* [SUA TAREFA]: Você pode redigitar, sem nenhuma alteração, o trecho do texto sobre Descartes que começa em "Por exemplo, se" e segue até "deduções prescindindo disto."?

* [TEXTO]:
----------
Descartes – famoso filósofo francês do século XVII – afirmava o seguinte: antes de alguém estudar um assunto, deve duvidar de tudo o que já aprendeu a respeito dele, e começar a raciocinar de novo.
Por exemplo, se quero estudar a natureza das velas acesas diante de uma imagem de Nossa Senhora, preciso cancelar tudo o que jáestá na minha cabeça a respeito de vela, pois não tem valor algum. Devo começar as minhas deduções prescindindo disto.
Ora, ignorar todo o conhecimento anterior gera uma conseqüência psicológica, da qual Descartes não tratou, mas que é um dos resultados do seu sistema.
Que conseqüência é essa? Como é impossível que alguém consiga estudar todas as coisas que deve conhecer utilizando o método por ele preconizado – ignorando o que já aprendeu por meio das impressões, etc. -, a solução é buscar esse conhecimento nos livros. Se alguém não pode coordenar tudo o que sabe, começa por ler. E o conhecer uma ampla bibliografia sobre o assunto é, então, o primeiro passo de um estudo. Assim, o pensamento começa pela leitura.
Não julgo isto correto. Volto ao exemplo da vela: tenho já uma idéia embrionária sobre velas, embora seja a mais rudimentar e vaga possível. Se fosse começar a pensar sobre as velas, talvez tratasse primeiro de reunir o que já sei, e ordenar um pouco essas idéias; depois, fazer algumas observações. Quando o que está na minha cabeça e o que eu poderia pensar por mim mesmo sobre velas tivesse chegado a um certo ponto, aí, sim, eu ia ler sobre o assunto em algum livro.
----------
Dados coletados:

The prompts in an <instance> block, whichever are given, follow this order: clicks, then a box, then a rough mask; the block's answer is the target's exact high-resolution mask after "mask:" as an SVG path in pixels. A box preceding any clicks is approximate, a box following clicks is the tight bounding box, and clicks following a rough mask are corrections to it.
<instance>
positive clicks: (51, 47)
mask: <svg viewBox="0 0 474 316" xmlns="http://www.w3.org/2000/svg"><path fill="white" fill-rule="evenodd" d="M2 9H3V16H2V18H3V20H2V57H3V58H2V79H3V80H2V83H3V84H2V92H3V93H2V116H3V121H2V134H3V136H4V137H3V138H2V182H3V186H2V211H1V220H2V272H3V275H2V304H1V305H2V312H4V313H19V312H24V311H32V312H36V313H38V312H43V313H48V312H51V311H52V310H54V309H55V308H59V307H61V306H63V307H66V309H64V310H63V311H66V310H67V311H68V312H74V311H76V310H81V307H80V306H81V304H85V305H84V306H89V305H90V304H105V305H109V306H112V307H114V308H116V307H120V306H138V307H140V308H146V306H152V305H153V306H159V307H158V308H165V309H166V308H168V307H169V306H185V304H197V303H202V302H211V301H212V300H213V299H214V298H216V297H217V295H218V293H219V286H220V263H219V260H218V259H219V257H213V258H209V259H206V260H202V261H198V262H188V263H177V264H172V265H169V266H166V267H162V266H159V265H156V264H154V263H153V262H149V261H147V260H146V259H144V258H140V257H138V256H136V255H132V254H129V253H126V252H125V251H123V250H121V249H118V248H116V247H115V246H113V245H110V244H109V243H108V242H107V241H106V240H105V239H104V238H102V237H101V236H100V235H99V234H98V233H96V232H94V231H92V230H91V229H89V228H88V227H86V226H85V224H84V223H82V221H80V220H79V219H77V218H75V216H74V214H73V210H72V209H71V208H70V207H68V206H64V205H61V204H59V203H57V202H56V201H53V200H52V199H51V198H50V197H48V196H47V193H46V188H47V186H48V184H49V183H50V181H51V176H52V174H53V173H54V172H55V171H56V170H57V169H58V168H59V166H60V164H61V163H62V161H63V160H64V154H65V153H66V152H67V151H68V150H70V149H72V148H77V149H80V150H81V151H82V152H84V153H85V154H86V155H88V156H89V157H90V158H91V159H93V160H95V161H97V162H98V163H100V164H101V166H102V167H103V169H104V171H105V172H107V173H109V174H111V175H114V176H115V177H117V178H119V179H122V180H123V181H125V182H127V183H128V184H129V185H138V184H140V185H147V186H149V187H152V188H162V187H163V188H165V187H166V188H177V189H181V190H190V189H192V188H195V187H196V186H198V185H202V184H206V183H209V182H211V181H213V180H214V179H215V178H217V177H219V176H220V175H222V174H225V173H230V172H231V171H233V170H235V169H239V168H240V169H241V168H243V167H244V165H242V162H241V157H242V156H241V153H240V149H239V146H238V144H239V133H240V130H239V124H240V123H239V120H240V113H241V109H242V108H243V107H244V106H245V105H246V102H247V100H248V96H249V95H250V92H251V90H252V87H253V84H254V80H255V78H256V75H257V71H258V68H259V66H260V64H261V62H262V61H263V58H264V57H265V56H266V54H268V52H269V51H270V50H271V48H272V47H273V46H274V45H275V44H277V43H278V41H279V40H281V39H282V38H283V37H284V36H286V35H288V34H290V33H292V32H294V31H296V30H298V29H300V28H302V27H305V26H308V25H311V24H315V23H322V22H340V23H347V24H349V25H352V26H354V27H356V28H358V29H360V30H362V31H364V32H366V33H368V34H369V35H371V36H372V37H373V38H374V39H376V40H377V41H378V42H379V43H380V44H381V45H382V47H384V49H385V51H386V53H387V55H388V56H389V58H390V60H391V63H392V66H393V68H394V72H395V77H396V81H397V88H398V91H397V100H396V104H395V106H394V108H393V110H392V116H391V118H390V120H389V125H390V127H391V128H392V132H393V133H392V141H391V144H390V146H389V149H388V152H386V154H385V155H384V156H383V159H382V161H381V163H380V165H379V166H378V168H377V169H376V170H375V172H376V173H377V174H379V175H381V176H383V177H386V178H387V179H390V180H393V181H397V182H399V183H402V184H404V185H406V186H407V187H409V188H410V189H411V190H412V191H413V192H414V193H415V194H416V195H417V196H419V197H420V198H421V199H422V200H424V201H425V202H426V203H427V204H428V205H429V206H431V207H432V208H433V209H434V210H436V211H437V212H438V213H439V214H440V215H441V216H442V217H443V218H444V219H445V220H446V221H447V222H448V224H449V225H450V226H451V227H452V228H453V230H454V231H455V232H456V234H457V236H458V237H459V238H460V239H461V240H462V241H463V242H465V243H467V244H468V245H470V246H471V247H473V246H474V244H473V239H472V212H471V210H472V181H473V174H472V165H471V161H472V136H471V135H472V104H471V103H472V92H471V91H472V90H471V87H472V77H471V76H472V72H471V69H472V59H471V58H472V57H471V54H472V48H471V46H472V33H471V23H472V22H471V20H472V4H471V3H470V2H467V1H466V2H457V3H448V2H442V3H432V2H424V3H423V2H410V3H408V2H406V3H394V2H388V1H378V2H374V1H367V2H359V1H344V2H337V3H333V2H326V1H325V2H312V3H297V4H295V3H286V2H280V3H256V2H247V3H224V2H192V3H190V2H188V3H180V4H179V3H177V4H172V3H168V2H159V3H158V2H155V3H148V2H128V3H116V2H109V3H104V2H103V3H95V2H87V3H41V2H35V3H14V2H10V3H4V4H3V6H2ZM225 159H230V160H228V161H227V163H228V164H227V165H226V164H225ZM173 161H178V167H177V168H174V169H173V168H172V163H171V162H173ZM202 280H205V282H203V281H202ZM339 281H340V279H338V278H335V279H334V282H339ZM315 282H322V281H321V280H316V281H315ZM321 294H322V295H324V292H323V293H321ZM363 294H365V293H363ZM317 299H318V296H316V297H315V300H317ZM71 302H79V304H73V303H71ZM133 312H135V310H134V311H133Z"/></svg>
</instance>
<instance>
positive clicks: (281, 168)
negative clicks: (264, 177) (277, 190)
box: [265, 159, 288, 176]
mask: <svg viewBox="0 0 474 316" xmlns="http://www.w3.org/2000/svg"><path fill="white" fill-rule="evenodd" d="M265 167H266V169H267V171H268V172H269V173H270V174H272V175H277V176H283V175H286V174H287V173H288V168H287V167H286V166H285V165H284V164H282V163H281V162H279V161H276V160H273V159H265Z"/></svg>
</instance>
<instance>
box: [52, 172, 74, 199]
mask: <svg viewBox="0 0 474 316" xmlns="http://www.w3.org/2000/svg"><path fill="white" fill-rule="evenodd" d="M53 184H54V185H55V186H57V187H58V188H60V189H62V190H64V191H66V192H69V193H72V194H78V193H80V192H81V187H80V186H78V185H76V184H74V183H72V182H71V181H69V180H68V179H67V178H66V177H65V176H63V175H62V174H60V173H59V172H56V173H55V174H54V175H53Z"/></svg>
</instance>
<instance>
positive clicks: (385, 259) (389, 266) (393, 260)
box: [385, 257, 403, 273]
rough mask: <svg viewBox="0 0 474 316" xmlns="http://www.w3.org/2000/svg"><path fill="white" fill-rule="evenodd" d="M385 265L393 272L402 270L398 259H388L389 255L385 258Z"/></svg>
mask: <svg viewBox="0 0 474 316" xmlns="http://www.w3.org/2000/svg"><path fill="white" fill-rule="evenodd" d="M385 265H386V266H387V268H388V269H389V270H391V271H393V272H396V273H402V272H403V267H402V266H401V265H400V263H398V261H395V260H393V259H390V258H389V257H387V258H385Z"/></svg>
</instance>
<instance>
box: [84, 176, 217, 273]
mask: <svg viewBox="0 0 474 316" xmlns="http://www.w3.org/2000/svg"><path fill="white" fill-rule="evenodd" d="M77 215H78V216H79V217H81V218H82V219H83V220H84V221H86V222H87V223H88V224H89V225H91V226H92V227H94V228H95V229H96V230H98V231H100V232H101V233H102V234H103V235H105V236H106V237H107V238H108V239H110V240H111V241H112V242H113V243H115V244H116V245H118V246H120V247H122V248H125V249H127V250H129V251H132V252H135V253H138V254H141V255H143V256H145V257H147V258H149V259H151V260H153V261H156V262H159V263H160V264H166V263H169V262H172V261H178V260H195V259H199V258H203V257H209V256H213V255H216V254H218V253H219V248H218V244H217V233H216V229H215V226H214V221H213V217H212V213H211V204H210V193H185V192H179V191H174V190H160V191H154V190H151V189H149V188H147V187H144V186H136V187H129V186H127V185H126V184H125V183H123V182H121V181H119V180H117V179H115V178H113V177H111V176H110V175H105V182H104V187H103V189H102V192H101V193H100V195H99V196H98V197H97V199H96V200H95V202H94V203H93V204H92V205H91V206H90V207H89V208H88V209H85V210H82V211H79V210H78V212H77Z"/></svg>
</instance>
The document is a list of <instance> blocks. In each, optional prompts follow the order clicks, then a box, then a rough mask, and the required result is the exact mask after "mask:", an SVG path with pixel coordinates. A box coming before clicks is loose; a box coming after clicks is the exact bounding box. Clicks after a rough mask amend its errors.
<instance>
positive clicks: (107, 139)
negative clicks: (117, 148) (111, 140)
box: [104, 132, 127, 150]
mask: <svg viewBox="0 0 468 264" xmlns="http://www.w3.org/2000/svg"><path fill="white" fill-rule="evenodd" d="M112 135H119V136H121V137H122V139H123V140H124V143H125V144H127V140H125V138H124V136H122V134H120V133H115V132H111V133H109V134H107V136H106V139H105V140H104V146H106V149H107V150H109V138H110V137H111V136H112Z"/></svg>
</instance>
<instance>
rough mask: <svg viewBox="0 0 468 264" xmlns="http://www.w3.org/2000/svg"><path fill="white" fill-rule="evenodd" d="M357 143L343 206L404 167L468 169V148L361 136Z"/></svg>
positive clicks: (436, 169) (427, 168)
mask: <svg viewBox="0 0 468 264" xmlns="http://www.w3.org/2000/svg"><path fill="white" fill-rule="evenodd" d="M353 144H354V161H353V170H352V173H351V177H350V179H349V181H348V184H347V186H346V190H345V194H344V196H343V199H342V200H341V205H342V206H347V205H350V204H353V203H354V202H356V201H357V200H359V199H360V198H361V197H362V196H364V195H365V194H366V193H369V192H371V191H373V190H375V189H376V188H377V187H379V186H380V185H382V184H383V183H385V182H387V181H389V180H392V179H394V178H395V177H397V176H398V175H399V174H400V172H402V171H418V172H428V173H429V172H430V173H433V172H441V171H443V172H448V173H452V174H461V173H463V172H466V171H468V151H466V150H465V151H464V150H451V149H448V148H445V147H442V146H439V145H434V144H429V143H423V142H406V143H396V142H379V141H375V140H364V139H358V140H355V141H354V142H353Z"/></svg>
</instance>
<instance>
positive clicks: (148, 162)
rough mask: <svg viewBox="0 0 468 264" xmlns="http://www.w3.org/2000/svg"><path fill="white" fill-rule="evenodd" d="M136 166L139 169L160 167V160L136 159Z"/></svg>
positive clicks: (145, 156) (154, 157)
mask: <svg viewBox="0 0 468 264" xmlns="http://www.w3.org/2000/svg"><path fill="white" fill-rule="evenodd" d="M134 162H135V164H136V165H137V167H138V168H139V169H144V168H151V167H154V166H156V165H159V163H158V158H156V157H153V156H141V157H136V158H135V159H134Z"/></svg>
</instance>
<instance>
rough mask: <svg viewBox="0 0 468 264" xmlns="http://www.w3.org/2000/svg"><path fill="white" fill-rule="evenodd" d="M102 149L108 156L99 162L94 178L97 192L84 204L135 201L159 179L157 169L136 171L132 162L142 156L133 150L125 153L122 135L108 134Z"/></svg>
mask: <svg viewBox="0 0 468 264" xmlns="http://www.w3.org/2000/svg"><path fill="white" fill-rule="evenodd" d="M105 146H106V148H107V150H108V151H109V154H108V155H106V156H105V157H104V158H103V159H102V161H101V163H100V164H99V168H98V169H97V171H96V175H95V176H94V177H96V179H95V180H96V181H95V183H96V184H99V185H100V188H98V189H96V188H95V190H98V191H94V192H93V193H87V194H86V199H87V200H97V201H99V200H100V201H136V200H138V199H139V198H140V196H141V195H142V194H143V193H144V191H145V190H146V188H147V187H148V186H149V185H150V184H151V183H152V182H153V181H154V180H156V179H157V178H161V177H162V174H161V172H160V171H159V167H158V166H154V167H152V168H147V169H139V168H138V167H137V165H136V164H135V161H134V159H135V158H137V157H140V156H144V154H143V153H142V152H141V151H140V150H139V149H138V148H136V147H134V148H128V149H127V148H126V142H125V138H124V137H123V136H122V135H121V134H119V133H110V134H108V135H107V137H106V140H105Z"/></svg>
----------
* [SUA RESPOSTA]:
Por exemplo, se quero estudar a natureza das velas acesas diante de uma imagem de Nossa Senhora, preciso cancelar tudo o que jáestá na minha cabeça a respeito de vela, pois não tem valor algum. Devo começar as minhas deduções prescindindo disto.